Task details
Reproduce the blog post about Joe Bradley's paintings below word for word.

Text passage
* Begin *

Indecision 2011: On Joe Bradley’s Human Forms at CANADA

by Paddy Johnson on January 27, 2011 · 18 comments Opinion

Joe Bradley's Human Form at Canada Gallery. Installation view.

I can’t seem to get off the Joe Bradley fence. Are these paintings funny (in the haha art way*) or are they just not very good? I wasn’t impressed when I saw the work in person last Friday at CANADA, but I tend to change my mind about Bradley’s work after sitting with it a while. Perhaps I need to visit Gavin Brown to see his concurrent show of abstractions at Gavin Brown to really understand the work. Still, right now, I’m thinking the painting’s probably aren’t very good but with a little less certainty than I had last weekend.

*haha art way = a sensibility specific to the art world whereby the mildly absurd is interpreted as LOL funny.

* End *

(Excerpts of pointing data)
* Begin *

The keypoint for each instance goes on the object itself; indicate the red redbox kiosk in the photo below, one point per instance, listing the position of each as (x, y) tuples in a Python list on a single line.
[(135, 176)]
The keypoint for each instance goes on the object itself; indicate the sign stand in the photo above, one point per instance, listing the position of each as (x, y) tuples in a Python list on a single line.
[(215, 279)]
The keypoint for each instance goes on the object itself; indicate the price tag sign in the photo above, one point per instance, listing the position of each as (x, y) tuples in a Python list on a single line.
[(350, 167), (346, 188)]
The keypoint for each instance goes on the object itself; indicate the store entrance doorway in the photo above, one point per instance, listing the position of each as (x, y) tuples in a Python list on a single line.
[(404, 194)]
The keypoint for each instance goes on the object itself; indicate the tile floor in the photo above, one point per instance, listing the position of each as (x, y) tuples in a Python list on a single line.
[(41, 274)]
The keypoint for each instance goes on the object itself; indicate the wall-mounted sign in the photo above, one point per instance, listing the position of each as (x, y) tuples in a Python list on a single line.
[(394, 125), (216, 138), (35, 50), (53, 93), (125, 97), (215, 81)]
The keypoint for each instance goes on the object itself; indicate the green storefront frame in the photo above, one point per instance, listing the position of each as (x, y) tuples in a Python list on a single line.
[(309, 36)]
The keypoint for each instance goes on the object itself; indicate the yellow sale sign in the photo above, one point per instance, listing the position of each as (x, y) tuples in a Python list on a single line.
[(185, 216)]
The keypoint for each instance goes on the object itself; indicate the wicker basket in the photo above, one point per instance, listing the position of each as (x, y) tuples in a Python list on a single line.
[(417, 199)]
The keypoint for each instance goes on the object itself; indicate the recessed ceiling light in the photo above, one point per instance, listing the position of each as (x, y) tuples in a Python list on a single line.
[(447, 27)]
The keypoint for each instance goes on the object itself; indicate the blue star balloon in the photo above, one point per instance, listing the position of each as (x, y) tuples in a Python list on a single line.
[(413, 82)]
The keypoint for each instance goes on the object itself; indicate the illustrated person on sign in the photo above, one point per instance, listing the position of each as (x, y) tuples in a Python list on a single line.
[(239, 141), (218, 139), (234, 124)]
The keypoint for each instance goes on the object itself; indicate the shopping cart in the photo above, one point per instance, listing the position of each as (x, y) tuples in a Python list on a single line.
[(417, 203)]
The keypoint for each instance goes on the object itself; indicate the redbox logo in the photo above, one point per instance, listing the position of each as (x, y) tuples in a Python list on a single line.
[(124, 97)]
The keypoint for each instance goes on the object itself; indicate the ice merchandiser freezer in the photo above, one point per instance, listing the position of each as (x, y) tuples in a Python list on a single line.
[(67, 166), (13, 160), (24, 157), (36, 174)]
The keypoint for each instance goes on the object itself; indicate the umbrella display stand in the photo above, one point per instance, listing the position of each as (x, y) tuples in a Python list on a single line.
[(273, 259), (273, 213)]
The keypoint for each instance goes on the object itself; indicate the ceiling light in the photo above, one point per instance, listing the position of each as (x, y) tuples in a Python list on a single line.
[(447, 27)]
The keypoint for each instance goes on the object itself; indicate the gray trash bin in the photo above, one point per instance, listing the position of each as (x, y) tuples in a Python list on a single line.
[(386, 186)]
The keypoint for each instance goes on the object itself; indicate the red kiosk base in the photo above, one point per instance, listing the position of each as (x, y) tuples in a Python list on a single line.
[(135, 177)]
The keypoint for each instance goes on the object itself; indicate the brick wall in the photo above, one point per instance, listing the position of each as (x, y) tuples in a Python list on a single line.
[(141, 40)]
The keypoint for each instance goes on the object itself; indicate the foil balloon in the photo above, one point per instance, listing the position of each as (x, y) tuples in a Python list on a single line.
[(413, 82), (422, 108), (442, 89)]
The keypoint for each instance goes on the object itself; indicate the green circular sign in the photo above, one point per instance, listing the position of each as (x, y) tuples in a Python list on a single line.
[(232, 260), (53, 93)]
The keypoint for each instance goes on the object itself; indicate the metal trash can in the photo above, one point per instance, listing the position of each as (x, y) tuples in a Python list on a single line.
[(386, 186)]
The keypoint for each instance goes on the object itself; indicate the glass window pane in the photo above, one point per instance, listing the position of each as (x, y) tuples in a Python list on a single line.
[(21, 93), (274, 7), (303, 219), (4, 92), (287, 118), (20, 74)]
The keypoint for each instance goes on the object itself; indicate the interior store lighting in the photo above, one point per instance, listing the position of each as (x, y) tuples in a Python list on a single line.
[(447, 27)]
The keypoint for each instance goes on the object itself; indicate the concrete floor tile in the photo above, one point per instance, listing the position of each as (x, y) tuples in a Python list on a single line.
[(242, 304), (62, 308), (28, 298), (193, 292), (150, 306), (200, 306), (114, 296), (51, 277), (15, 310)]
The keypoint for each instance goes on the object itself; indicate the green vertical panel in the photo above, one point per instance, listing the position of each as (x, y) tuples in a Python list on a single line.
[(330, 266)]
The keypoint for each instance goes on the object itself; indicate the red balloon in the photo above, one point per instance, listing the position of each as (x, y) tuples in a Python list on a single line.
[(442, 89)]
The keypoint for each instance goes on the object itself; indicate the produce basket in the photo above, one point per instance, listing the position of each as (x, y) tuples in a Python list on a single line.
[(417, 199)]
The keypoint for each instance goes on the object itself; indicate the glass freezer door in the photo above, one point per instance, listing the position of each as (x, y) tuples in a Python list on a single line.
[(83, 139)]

* End *

Answer for this exercise
Indecision 2011: On Joe Bradley’s Human Forms at CANADA

by Paddy Johnson on January 27, 2011 · 18 comments Opinion

Joe Bradley's Human Form at Canada Gallery. Installation view.

I can’t seem to get off the Joe Bradley fence. Are these paintings funny (in the haha art way*) or are they just not very good? I wasn’t impressed when I saw the work in person last Friday at CANADA, but I tend to change my mind about Bradley’s work after sitting with it a while. Perhaps I need to visit Gavin Brown to see his concurrent show of abstractions at Gavin Brown to really understand the work. Still, right now, I’m thinking the painting’s probably aren’t very good but with a little less certainty than I had last weekend.

*haha art way = a sensibility specific to the art world whereby the mildly absurd is interpreted as LOL funny.